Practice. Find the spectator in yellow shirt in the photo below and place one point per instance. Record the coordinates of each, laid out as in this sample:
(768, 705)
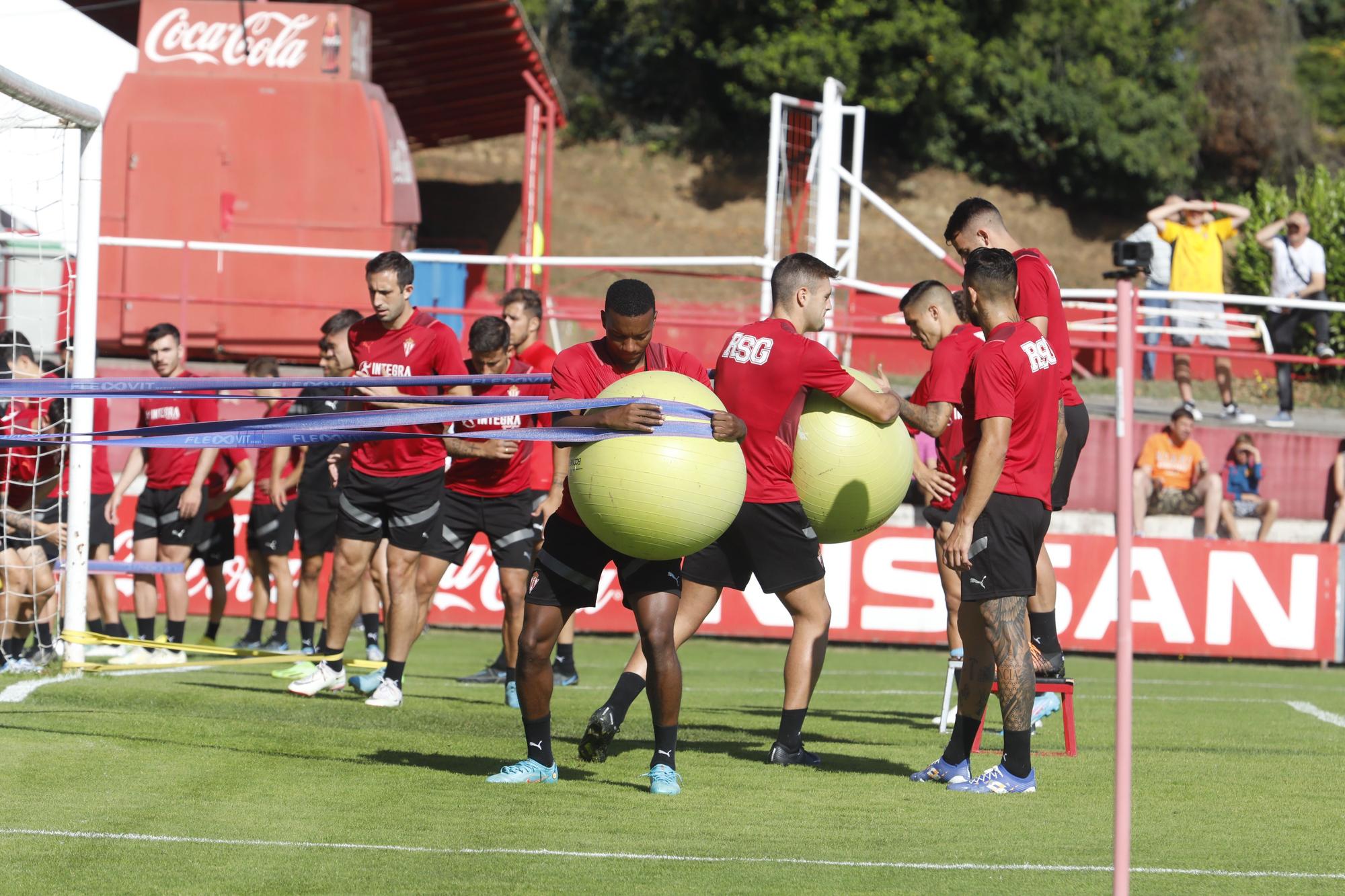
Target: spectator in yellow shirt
(1199, 267)
(1172, 477)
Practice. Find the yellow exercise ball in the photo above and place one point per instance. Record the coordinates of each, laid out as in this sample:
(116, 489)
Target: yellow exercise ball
(660, 497)
(851, 471)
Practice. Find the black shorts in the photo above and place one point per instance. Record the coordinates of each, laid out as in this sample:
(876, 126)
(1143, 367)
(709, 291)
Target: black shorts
(217, 548)
(158, 517)
(1005, 544)
(315, 522)
(400, 509)
(572, 561)
(774, 542)
(508, 524)
(272, 532)
(1077, 436)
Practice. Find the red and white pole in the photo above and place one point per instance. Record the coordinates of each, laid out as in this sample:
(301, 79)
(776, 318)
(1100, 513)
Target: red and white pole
(1125, 538)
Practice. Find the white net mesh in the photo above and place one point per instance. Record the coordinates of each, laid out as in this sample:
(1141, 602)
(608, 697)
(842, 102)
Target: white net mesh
(38, 161)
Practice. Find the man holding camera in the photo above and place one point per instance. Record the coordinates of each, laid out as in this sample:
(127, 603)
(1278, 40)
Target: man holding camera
(1299, 271)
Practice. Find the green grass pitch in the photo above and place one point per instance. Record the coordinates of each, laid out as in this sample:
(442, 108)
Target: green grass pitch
(1229, 778)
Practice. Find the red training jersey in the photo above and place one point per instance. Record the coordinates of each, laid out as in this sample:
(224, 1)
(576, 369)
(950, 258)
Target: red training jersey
(1015, 376)
(217, 479)
(587, 369)
(174, 467)
(486, 478)
(262, 485)
(424, 346)
(1039, 296)
(541, 357)
(763, 377)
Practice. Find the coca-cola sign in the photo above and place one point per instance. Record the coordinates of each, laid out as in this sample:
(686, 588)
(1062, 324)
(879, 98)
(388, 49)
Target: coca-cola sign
(255, 40)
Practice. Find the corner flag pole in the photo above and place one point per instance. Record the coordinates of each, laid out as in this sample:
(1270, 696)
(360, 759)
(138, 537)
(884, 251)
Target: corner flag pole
(1125, 538)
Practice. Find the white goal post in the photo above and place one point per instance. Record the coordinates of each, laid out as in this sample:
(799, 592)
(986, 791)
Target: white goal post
(53, 110)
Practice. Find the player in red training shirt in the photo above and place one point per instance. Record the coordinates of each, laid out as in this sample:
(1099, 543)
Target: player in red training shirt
(395, 486)
(489, 490)
(523, 311)
(169, 512)
(938, 321)
(977, 222)
(572, 557)
(233, 473)
(763, 376)
(1011, 404)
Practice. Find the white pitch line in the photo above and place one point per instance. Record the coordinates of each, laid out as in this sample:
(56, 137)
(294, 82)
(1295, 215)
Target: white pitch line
(1317, 712)
(660, 857)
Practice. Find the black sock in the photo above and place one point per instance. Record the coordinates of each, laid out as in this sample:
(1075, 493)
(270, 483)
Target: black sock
(1017, 759)
(792, 727)
(665, 745)
(1044, 631)
(539, 733)
(629, 686)
(960, 744)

**Exercise aim**
Recast the listing above as a JSON list of strings, one string per line, with blank lines left out. Leave the pictures out of the answer.

**Answer below**
[
  "Practice. Find the spectator in yellow shirt in the photo below and place one point per instance. Record the coordinates of each, laid out as in this sample:",
  "(768, 705)",
  "Target: spectator in yellow shirt",
  "(1199, 267)",
  "(1172, 477)",
  "Practice. Find the yellow exercise ball in the photo above and place one point per instance. Record the coordinates of each, laid out as in this sample:",
  "(116, 489)",
  "Target: yellow exercise ball",
  "(660, 497)",
  "(851, 471)",
  "Practice. Find the black shorts in the photo above and place one point per instance. Record the coordinates of each, laid out as in this sample:",
  "(876, 126)",
  "(1143, 367)",
  "(709, 291)",
  "Target: black shorts",
  "(217, 548)",
  "(158, 517)",
  "(1005, 544)",
  "(315, 522)",
  "(400, 509)",
  "(572, 561)",
  "(774, 542)",
  "(508, 524)",
  "(272, 532)",
  "(1077, 436)",
  "Practice. Find the red and white pole in the photo above and place one point per instance. Record the coordinates of each, laid out as in this sample:",
  "(301, 79)",
  "(776, 318)",
  "(1100, 513)",
  "Target: red and white pole",
  "(1125, 538)",
  "Practice. Find the white net mesh in the photo above and place one point per instance. Record the coordinates of each, laid out as in this sample:",
  "(1141, 602)",
  "(608, 697)",
  "(842, 102)",
  "Target: white net mesh",
  "(38, 161)",
  "Practice. Find the man holding camera in the photo above and place one point per instance. Record the coordinates of each, laid out as in this sample:",
  "(127, 603)",
  "(1278, 40)",
  "Target: man holding camera",
  "(1299, 271)",
  "Practice. Find the green grass pitch in the photo above and place one point per instance. Record the coordinates of each, laid out as in this sample:",
  "(442, 108)",
  "Target: green grass pitch",
  "(1229, 778)",
  "Practice. Find the red training jersey in the photo above and place one point per instance. Record the coordinates of each, laid out as in this sample:",
  "(224, 1)",
  "(576, 369)",
  "(950, 258)",
  "Target: red training jersey",
  "(1015, 376)",
  "(217, 479)",
  "(587, 369)",
  "(174, 467)",
  "(486, 478)",
  "(262, 485)",
  "(424, 346)",
  "(1039, 296)",
  "(541, 357)",
  "(763, 377)",
  "Practice. Find the coca-cola sign in the photo above and place one point per instance. Record the coordinates of each, laid out as in this sample:",
  "(686, 588)",
  "(1062, 324)",
  "(879, 98)",
  "(388, 49)",
  "Target: coca-cola sign",
  "(255, 40)",
  "Practice. Find the corner flag pole in the photo above and place one point per instance. Record the coordinates of each, laid out as in this sample:",
  "(1270, 696)",
  "(360, 759)",
  "(138, 537)",
  "(884, 251)",
  "Target: corner flag pole",
  "(1125, 538)",
  "Practice. Find the white goal post in the photo above and place one point per instance. Record the coordinates of each, laid out as in this sample:",
  "(799, 592)",
  "(986, 791)",
  "Target: white goal post",
  "(53, 110)",
  "Practice. Find the player in red training shirt in the photo above and place one point per instance. Record the coordinates of each, laid out as in this sample:",
  "(1099, 543)",
  "Target: player in red training shirt",
  "(395, 486)",
  "(489, 490)",
  "(523, 311)",
  "(169, 512)",
  "(938, 321)",
  "(977, 222)",
  "(572, 557)",
  "(233, 473)",
  "(763, 376)",
  "(1011, 404)",
  "Practice. Find the white pitch line in the photo above and place one point per instance. Record the coordinates of each, laid out as in this sample:",
  "(56, 137)",
  "(294, 82)",
  "(1295, 215)",
  "Target: white pitch line",
  "(1317, 712)",
  "(660, 857)",
  "Practice. Find the black sock in the photo above and place one point per instance. Record the coordinates of each, laid out as in this sample:",
  "(1075, 493)",
  "(270, 483)",
  "Target: black sock",
  "(1017, 759)",
  "(792, 727)",
  "(665, 745)",
  "(1044, 631)",
  "(539, 733)",
  "(629, 686)",
  "(960, 744)"
]